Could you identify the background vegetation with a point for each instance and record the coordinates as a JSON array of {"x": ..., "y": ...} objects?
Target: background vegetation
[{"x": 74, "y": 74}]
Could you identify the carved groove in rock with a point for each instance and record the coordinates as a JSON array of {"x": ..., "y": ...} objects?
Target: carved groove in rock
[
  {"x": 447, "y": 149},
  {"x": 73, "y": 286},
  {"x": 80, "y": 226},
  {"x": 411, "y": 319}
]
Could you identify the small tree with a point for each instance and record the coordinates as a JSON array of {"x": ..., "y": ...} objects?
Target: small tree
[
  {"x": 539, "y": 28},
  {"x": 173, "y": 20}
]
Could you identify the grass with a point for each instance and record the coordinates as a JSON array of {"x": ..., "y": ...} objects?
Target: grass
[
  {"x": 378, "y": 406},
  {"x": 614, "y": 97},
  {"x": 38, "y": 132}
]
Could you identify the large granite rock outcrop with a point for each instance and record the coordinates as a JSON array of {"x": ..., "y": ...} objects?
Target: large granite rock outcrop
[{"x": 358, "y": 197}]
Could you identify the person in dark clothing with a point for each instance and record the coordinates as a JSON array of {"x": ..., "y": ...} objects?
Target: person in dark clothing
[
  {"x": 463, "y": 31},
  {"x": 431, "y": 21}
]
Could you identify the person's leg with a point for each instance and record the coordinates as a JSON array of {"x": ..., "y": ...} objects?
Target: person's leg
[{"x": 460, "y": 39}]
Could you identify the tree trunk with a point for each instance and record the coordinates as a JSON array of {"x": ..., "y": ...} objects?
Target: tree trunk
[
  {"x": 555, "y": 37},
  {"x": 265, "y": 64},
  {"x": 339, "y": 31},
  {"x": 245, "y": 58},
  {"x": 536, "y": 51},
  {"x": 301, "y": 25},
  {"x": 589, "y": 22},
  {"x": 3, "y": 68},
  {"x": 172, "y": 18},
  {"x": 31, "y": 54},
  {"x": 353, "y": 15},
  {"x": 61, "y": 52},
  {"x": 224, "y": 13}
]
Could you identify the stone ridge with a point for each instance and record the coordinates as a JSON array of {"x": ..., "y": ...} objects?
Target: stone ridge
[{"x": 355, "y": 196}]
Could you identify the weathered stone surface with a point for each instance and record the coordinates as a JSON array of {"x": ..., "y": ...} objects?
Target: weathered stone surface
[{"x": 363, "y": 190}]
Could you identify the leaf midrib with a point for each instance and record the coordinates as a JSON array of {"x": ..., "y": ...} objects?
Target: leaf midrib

WHAT IS REQUIRED =>
Within the data above, find the lines that contain the word "midrib" and copy each of them.

RESULT OF THE TASK =>
Could you identify the leaf midrib with a point for each instance and record the coordinates as a JSON array of {"x": ..., "y": ...} objects?
Target: leaf midrib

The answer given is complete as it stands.